Collection entries:
***
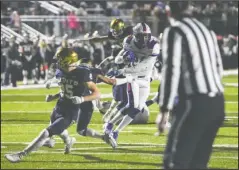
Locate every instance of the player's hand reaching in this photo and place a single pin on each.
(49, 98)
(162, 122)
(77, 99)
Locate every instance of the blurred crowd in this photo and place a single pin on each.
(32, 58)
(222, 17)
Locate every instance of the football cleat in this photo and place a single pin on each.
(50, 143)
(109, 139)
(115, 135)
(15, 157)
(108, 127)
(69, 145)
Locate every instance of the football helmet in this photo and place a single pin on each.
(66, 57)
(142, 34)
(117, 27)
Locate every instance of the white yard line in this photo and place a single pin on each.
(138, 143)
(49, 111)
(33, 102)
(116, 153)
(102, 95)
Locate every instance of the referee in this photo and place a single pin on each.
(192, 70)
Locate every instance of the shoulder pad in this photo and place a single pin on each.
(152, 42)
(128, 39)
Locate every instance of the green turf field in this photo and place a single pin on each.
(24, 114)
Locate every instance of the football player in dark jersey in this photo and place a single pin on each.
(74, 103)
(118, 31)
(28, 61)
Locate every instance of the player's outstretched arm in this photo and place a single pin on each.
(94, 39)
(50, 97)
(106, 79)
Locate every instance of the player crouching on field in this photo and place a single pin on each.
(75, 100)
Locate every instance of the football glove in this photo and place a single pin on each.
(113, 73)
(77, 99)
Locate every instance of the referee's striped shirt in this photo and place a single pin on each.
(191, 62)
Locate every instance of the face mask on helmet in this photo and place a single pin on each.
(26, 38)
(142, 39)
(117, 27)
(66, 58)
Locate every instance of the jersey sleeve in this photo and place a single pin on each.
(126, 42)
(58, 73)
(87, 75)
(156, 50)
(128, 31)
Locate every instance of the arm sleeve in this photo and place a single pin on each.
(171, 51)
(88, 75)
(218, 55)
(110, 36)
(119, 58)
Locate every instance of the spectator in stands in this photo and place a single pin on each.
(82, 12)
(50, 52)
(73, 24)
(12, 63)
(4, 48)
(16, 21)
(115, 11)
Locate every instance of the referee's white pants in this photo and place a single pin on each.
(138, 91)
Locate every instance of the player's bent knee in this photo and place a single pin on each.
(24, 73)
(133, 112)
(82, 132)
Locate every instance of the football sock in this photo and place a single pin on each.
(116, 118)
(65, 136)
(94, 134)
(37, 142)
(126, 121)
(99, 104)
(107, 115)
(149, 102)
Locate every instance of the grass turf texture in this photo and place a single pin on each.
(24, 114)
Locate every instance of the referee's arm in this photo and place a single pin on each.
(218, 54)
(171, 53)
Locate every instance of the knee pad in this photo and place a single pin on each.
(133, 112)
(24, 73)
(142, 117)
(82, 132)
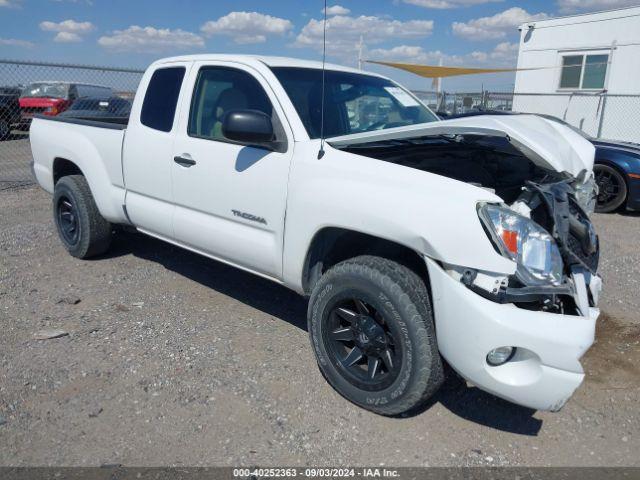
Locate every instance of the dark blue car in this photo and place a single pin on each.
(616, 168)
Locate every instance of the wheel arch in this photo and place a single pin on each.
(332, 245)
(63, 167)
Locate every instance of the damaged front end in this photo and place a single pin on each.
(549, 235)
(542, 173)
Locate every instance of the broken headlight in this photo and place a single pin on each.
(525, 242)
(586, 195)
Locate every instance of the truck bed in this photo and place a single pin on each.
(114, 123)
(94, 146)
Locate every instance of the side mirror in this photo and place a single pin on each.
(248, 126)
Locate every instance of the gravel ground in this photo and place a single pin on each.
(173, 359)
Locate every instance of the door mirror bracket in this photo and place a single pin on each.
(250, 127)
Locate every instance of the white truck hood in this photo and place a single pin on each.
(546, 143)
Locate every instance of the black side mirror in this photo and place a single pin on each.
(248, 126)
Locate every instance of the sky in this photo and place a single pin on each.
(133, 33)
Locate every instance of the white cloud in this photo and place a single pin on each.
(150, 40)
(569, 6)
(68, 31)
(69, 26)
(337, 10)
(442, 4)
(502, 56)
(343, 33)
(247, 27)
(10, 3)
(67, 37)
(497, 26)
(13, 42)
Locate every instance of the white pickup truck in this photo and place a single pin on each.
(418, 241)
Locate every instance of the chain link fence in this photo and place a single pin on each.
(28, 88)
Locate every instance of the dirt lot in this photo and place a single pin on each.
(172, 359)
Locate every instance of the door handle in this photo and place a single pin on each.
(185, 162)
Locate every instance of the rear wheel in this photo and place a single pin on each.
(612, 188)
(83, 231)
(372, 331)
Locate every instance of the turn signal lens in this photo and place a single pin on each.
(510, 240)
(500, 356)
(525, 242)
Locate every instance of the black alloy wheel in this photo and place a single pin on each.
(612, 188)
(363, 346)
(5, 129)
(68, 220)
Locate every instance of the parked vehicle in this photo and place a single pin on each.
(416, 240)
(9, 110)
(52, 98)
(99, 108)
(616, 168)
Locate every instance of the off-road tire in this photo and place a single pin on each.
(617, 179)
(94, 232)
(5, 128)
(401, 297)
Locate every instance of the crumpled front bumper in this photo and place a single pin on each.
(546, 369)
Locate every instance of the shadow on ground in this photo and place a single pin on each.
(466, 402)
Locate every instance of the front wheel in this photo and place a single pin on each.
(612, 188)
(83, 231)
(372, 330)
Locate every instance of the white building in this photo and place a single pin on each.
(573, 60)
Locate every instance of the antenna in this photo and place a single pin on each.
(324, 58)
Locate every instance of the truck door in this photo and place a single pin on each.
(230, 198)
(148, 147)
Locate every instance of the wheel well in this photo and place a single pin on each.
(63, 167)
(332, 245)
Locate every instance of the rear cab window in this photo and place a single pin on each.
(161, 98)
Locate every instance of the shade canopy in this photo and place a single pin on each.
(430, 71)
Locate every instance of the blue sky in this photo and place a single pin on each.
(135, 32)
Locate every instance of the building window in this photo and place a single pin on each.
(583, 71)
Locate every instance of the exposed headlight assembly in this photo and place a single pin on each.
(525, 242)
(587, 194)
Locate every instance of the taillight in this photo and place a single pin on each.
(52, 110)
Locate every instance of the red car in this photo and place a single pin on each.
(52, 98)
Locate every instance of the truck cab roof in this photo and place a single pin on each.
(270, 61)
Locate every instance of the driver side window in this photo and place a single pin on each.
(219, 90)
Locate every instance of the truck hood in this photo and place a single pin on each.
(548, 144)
***
Set problem: Reproduce all of the entries word for word, skipping any pictures they hold.

Task answer:
Locate every instance of the player's hand reaching in this photo and place a single pin on each.
(49, 98)
(162, 122)
(77, 99)
Locate every instance of the blurred crowd in this photo and place a single pin on each.
(32, 58)
(222, 17)
Locate every instance of the football cleat in this photo and place a single pin on each.
(50, 143)
(109, 139)
(115, 135)
(15, 157)
(108, 127)
(69, 145)
Locate every instance of the football helmet in this photo and place a single pin on each.
(66, 57)
(142, 34)
(117, 27)
Locate every instance of the white yard line in this photo and place a single pin on each.
(138, 143)
(49, 111)
(33, 102)
(116, 153)
(102, 95)
Locate every instance of the referee in this photo and place a single pin on each.
(192, 70)
Locate every instance of the shoulder pad in this photo and place a single pin on each.
(152, 42)
(128, 39)
Locate every instance of the green turf field in this photo and place a single pin on each.
(24, 114)
Locate every instance of the football player in dark jersey in this photo and place a single pin on each.
(74, 103)
(118, 31)
(28, 61)
Locate every instance of the player's outstretched arm in this photo and place a single pin on each.
(94, 39)
(50, 97)
(106, 79)
Locate every instance of the player crouching on field in this photo and place a single pin on each.
(75, 100)
Locate every instance of the football glove in this photo and place a single pin on each.
(113, 73)
(77, 99)
Locate every instance of the referee's striped shirt in this photo and place a single pin on each.
(191, 62)
Locate every instance of the face mask on helmet in this photo and place a single pin on each.
(26, 38)
(142, 39)
(117, 27)
(66, 58)
Locate every instance of the jersey sleeve in this photo and place a single pin on each.
(126, 42)
(58, 73)
(87, 75)
(156, 50)
(128, 31)
Locate every instance of the arm sleeve in this photo and place a single pin on each.
(171, 51)
(88, 75)
(218, 55)
(110, 36)
(119, 58)
Locate every instance of the spectator in stands in this photo and place a single pin on each.
(82, 12)
(50, 52)
(73, 24)
(12, 63)
(4, 48)
(16, 21)
(115, 11)
Locate every instance of the referee's white pants in this photo and place a single pin on each.
(138, 91)
Locate every instance of the player's bent knee in this photo and place a single pin on each.
(24, 73)
(133, 112)
(82, 132)
Locate every instance of the football sock in this photo and place a single pin on each.
(116, 118)
(65, 136)
(94, 134)
(37, 142)
(126, 121)
(99, 104)
(107, 115)
(149, 102)
Locate every instance of the grass turf texture in this photo and place a single pin on each.
(24, 114)
Locate every instance of the referee's arm in this photo and place a single pin on each.
(218, 54)
(171, 53)
Locate every instance of the knee pad in this photo and place a single pin on each.
(133, 112)
(24, 73)
(142, 117)
(82, 132)
Locate every instance of the dark blue car in this photo and place a single pin on each.
(616, 168)
Locate every instance of the wheel arch in this photo and place a single pin on each.
(332, 245)
(63, 167)
Locate every instance of the damaged front end in this photo and place a single pin on each.
(549, 235)
(542, 173)
Locate every instance of the broken headlight in this photo and place a single pin on each.
(525, 242)
(586, 195)
Locate every instance of the truck bed in this photo and place a single pin on each.
(114, 123)
(94, 146)
Locate every instance of the side mirror in this photo and place a single pin on each.
(248, 126)
Locate every instance of the gravel ground in this photo and place a single pin on each.
(173, 359)
Locate every instance of the door mirror bracket in this photo and place a single pin on each.
(250, 127)
Locate every instance of the white truck hood in this photo and place a single pin on each.
(546, 143)
Locate every instance of the black side mirror in this photo and place a single pin on each.
(248, 126)
Locate every instance of the sky in this photo and place a single pin on each.
(133, 33)
Locate every instance of the white cloud in this photo and place a single pin on each.
(150, 40)
(569, 6)
(68, 31)
(69, 26)
(337, 10)
(442, 4)
(502, 56)
(343, 33)
(247, 27)
(10, 3)
(67, 37)
(497, 26)
(13, 42)
Locate every instance of the white pickup truck in this photo and place a single pin on each.
(418, 241)
Locate every instance of the chain link fence in this photo and place a single pin on each.
(28, 88)
Locate every instance of the dirt lot in this photo and place a single pin on each.
(172, 359)
Locate every instance of the door handle in this photo and place a single pin on each.
(185, 162)
Locate every instance of the rear wheel in this photo and place a single pin on each.
(612, 188)
(83, 231)
(372, 331)
Locate every instance of the turn signal lens in this photo and place a single pin on each.
(510, 240)
(500, 356)
(525, 242)
Locate every instance of the black alloy wheel in this photo and place a single pin on each.
(612, 188)
(363, 346)
(5, 129)
(68, 220)
Locate every instance of the parked vehicle in this photo and place a single pin on each.
(416, 240)
(9, 110)
(52, 98)
(99, 108)
(616, 168)
Locate every instance of the off-road tire in this photo and place a single pin on each.
(617, 179)
(94, 232)
(5, 128)
(401, 297)
Locate every instance of the crumpled front bumper in this photo and place a single pin on each.
(546, 369)
Locate every instance of the shadow on ground in this photo and place a single pin on each.
(466, 402)
Locate every instance of the front wheel in this photo and place a single pin on each.
(612, 188)
(83, 231)
(372, 330)
Locate every instance of the white building in this photo and place a single pin on each.
(573, 60)
Locate every instance of the antenna in this photo and place a single pin on each.
(324, 58)
Locate every instance of the truck door in this photo and place a single pin on each.
(230, 198)
(148, 147)
Locate every instance of the wheel well in this photo and place a single pin on each.
(63, 167)
(332, 245)
Locate every instance of the rear cab window in this photo and place a single pin on each.
(161, 98)
Locate every instance of the shade canopy in this photo and place a single pin on each.
(430, 71)
Locate every instance of the blue sky in this photo and place a single pin on each.
(135, 32)
Locate every instance of the building window in this photo and place a single pin on each.
(583, 71)
Locate every instance of the exposed headlight assembly in this photo and place a single pin on each.
(525, 242)
(587, 194)
Locate every instance of the taillight in this photo and place a single pin on each.
(52, 110)
Locate every instance of the red car in this photo and place a single pin on each.
(52, 98)
Locate every instance of the truck cab roof in this photo and place a single pin on each.
(270, 61)
Locate every instance of the driver side window in this photo and place a single pin on each.
(219, 90)
Locate every instance of the truck hood in this photo and place a single pin on each.
(548, 144)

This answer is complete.